═════ DATA UNDER STUDY
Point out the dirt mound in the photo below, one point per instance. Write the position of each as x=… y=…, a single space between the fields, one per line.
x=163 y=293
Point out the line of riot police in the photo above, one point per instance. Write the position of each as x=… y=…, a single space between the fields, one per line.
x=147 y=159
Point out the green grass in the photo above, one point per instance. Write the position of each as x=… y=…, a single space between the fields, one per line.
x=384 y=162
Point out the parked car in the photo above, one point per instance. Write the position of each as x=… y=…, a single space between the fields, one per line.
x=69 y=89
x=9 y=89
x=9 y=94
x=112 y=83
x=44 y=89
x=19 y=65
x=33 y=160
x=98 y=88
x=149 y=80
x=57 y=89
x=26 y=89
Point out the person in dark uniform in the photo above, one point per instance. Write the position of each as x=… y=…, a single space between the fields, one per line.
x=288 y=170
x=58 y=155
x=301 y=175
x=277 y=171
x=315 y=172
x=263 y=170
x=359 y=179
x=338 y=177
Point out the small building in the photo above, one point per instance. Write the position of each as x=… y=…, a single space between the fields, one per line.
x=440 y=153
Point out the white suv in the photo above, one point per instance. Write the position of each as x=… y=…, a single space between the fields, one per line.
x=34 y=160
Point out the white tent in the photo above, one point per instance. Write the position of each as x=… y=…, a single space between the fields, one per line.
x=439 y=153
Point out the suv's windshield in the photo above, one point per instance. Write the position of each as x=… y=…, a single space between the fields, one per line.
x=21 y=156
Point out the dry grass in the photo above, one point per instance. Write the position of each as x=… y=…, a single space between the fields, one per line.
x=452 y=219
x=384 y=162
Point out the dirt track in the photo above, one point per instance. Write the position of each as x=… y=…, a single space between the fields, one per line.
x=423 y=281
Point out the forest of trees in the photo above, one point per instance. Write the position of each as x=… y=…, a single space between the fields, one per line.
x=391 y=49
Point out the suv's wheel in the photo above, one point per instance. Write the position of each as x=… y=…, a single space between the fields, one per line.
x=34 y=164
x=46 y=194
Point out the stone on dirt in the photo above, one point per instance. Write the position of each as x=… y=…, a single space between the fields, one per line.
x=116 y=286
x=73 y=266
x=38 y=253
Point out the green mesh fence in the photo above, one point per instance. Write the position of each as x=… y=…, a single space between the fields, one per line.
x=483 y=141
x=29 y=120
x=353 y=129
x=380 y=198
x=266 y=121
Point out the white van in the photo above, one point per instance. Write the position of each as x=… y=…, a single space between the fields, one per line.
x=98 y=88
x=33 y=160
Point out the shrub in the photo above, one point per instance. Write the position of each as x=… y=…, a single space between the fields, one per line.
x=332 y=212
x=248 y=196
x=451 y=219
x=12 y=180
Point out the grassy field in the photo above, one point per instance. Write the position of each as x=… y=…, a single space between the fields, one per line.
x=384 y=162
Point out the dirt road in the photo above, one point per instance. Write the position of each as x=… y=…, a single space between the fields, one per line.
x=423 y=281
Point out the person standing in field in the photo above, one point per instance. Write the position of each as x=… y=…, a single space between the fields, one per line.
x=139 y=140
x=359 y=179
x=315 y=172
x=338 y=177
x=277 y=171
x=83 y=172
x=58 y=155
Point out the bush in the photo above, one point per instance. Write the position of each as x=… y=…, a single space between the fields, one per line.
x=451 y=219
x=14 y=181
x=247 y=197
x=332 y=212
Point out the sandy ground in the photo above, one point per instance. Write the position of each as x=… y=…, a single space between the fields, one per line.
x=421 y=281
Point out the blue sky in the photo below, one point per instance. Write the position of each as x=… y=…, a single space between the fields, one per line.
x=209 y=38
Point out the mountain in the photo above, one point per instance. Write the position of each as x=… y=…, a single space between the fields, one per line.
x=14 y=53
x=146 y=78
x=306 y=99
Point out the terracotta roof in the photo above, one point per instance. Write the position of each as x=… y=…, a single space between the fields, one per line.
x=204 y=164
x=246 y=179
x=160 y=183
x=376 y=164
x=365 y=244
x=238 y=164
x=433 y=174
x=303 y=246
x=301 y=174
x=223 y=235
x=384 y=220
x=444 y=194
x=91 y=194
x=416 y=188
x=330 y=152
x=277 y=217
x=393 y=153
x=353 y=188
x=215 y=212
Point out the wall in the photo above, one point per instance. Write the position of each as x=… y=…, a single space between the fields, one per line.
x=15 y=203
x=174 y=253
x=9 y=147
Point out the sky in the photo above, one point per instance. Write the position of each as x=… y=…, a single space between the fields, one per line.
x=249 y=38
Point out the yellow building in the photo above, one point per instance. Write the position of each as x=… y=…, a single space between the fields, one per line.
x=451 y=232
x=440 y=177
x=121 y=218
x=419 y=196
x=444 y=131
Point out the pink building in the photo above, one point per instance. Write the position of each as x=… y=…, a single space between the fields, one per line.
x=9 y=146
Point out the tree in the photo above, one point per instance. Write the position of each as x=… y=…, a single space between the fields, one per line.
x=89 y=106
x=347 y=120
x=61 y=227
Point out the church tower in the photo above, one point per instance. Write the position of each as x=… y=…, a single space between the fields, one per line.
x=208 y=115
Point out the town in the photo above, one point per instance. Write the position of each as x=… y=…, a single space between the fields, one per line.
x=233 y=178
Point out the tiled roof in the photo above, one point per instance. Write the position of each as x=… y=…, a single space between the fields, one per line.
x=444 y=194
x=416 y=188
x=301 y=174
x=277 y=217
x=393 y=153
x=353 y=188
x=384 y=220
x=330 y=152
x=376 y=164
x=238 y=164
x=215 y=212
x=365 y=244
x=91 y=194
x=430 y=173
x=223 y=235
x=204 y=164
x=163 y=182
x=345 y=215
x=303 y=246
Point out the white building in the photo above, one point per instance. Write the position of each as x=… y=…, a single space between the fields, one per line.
══════════
The material above must be returned word for word, complete.

Point out the dirt mound in the photo below, one point per instance. Write the position of each as x=… y=…, a single space between the fields, one per line.
x=163 y=293
Point out the line of riot police in the photo above, one point per instance. Write the position of each as x=… y=…, a single space between the fields, one per line.
x=147 y=159
Point out the green grass in the photo above, one point per instance. Write the position of each as x=… y=…, a single space between the fields, one per line.
x=384 y=162
Point out the parked car in the photo above, one point per instance. Write the position of each as x=… y=…, a single space between the fields, one per line.
x=69 y=89
x=9 y=89
x=9 y=94
x=112 y=83
x=44 y=89
x=19 y=65
x=33 y=160
x=98 y=88
x=149 y=80
x=57 y=89
x=26 y=89
Point out the person in dark uniform in the photo above, one point per instance. Write the position of each as x=… y=…, a single space between the fields, one per line.
x=288 y=170
x=58 y=155
x=301 y=175
x=277 y=171
x=315 y=172
x=263 y=170
x=359 y=179
x=338 y=177
Point out the small building in the photo above, one point per instance. Write the position of each as x=… y=…, a single space between the fields, one per line.
x=440 y=153
Point out the white suv in the photo above, one point per instance. Write the position of each as x=… y=…, a single space between the fields, one per line.
x=34 y=160
Point out the white tent in the photo above, one point per instance. Write the position of each as x=… y=…, a single space between the fields, one per line.
x=439 y=153
Point out the suv's windshield in the photo above, one point per instance. Write the position of each as x=… y=…, a single space between the fields, one per line.
x=21 y=156
Point out the dry grass in the photo above, one point per instance. Write the position of each as x=… y=…, a single space between the fields, one per line.
x=452 y=219
x=384 y=162
Point out the dirt track in the photo above, one point per instance. Write the position of each as x=… y=…, a single space between the fields, one per line.
x=423 y=281
Point out the forest of trees in the photo above, one point per instance. Write the position of each as x=… y=…, a single space between the fields, one per line.
x=391 y=49
Point out the suv's wheel in the photo above, one point per instance. Write the position of each as x=… y=…, a single space between the fields, one per line.
x=34 y=164
x=46 y=194
Point out the stone on dirt in the photo above, one point per instance. Write the position of each as x=… y=…, a single space between the fields, one per line.
x=116 y=286
x=73 y=266
x=38 y=253
Point out the green mesh fence in the photo above, one point per instance. Write the position of each as x=… y=…, a single space between the fields, one per line.
x=483 y=141
x=29 y=120
x=353 y=129
x=380 y=198
x=266 y=121
Point out the white van in the photo above, one point per instance. Write the position of each as x=… y=…, a single space between the fields, one per line.
x=98 y=88
x=33 y=160
Point out the shrub in the photo above, one point per instance. Write the position of each as x=… y=…, a single space between the fields, one per line.
x=332 y=212
x=248 y=196
x=451 y=219
x=12 y=180
Point out the grassy field in the photo above, one point per instance. Write the position of each as x=… y=…, a single space between the fields, one per line.
x=384 y=162
Point out the dirt road in the photo above, one point per instance. Write the position of each as x=… y=…, a single space between the fields, one per line.
x=423 y=281
Point out the person standing in field in the photo above, one point per instance. Write the position of each as x=… y=…, a single space between the fields, one per line.
x=139 y=140
x=359 y=179
x=315 y=172
x=338 y=177
x=277 y=171
x=83 y=172
x=58 y=155
Point out the bush in the photo above, one point per instance. Write the position of each as x=… y=…, a single space between the fields, one per line.
x=451 y=219
x=14 y=181
x=247 y=197
x=332 y=212
Point out the sandy ground in the photo above, one point per instance. Write the position of each as x=… y=…, a single space between the fields, one per line.
x=421 y=281
Point out the blue sky in the photo below, one point per instance. Write the position of each as x=… y=…, a single space between the fields, one per line.
x=209 y=38
Point out the mountain in the photo above, one point per instance. Write the position of each as x=… y=…, a single space between the fields, one per line.
x=14 y=53
x=146 y=78
x=306 y=99
Point out the terracotta roof in the photo above, one point per instance. Write the position of each as x=… y=…, a single space between the fields, one per line.
x=204 y=164
x=246 y=179
x=160 y=183
x=376 y=164
x=365 y=244
x=238 y=164
x=433 y=174
x=303 y=246
x=301 y=174
x=223 y=235
x=384 y=220
x=444 y=194
x=91 y=194
x=416 y=188
x=330 y=152
x=277 y=217
x=393 y=153
x=353 y=188
x=215 y=212
Point out the wall in the photo above, one point per instance. Write the position of each as x=… y=…, a single space between the fields, one per line.
x=15 y=203
x=174 y=253
x=9 y=147
Point out the sky in the photo above, one point per instance. Write the position of each as x=… y=…, a single space between the fields, one per line.
x=249 y=38
Point out the yellow building in the photo above, one point per instance. Write the position of each as x=… y=…, a single space between the fields, one per line.
x=451 y=232
x=440 y=177
x=121 y=218
x=419 y=196
x=444 y=131
Point out the pink building in the photo above, one point per instance. Write the position of each as x=… y=…, a single space between the fields, one per line.
x=9 y=146
Point out the tree in the photo above, one point per instance. Write the position of each as x=… y=…, a single space between the fields, one per line.
x=89 y=106
x=347 y=120
x=61 y=227
Point out the church tower in the photo above, one point per instance. Write the position of each as x=… y=…, a single space between the fields, one per line.
x=208 y=115
Point out the town in the photo above, one point per instance. Write the position of each as x=… y=…, a single space between the fields, one per line.
x=233 y=178
Point out the tiled roof in the photo above, one point per instance. Write the position of each as x=… y=…, a single space between the fields, one per line.
x=444 y=194
x=416 y=188
x=301 y=174
x=277 y=217
x=393 y=153
x=353 y=188
x=384 y=220
x=330 y=152
x=376 y=164
x=238 y=164
x=215 y=212
x=365 y=244
x=91 y=194
x=430 y=173
x=223 y=235
x=204 y=164
x=163 y=182
x=345 y=215
x=303 y=246
Point out the white building in the photo above, one point per instance. Write the position of each as x=… y=…, a single space between the fields, one per line.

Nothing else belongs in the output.